* Passage
BEGIN

Oh Mt. Bike Oregon... The dates will not work for me, but I love riding in Oregon. We rode (part of) NUT and out and back on McKenzie River Trail last year. Love to go back.


----------



## mudworm (Feb 19, 2007)

mudworm said:


> Sent Chris an email per instructions in his greeting message. Have yet to hear back. I'm having my fingers crossed.


Wow, Chris got back to me. It seems that he'll build a small Mach 5 demo bike for us small folks. Whoohooo!  I did not consider Pivot until I read some comments about how well it climbs. Oh, I can't wait to take one to test! Maybe I'll be able to finally get that rock garden climb...


----------



## adventuregirl (Mar 24, 2008)

Mudworm...have you check the site for geomery and sizing. I found that with an inseam of 29.5" inches and being 5'2" I fit best on the extra small. You are a couple of inches taller than me though. It does seem that the standover is measured at the lowest point of the top tube and this is not necessarily where you end up when you stop.

The pivot is definately at the top of my list...I just need to save up a bit of cash because I want to build it up light with all the bling

You will love how this bike rides though.


----------



## mudworm (Feb 19, 2007)

Since Chris has to start somewhere to build a smaller Pivot Mach 5, he asked for all my measurements, which I happen to have at the tip of my fingers. I'm so excited.


----------



## adventuregirl (Mar 24, 2008)

Great...let me know your impressions once you get to ride it.

The next decision will be do you want the pink or the blue. Not too wild about the color choices but it's more about the ride.

Have fun.


----------



## mudworm (Feb 19, 2007)

Thanks, adventuregirl! Pink is not for me. Blue all the way!  I don't know how soon Chris can put one together. Hope not too long. My current bike's drivetrain is shot, so I'm in some kind of rush in my bike shopping. (I know it's not smart, but that's me, a procrastinator.)


----------



## OnYourLeft (Apr 25, 2008)

For longer riding, the geometry of a Safire will keep you very happy! Also, Specialized has a great warranty and excellent customer service, if needed. Personally, I ride the Specialized Era Marathon, but I wanted the more aggressive geometry for XC racing... otherwise I'd be on a Safire (or if I was racing Endurance XC, 50+ miles).


----------



## mudworm (Feb 19, 2007)

I've been busy bike shopping. I started a blog post to document the process, but I haven't had a chance to update it after I test rode 7 or 8 bikes this weekend. Will update it within a couple of days.

END

* Raw data

BEGIN

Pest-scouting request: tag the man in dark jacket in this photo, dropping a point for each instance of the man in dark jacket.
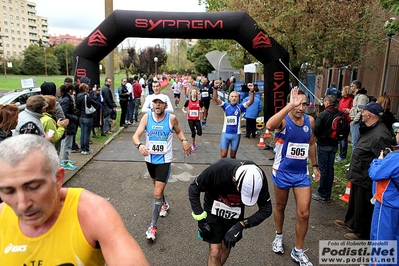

END

* Goal
Reproduce the bike-shopping thread above word for word, everything from "Oh Mt. Bike" down to "my fingers crossed.".

* Task output
Oh Mt. Bike Oregon... The dates will not work for me, but I love riding in Oregon. We rode (part of) NUT and out and back on McKenzie River Trail last year. Love to go back.


----------



## mudworm (Feb 19, 2007)

mudworm said:


> Sent Chris an email per instructions in his greeting message. Have yet to hear back. I'm having my fingers crossed.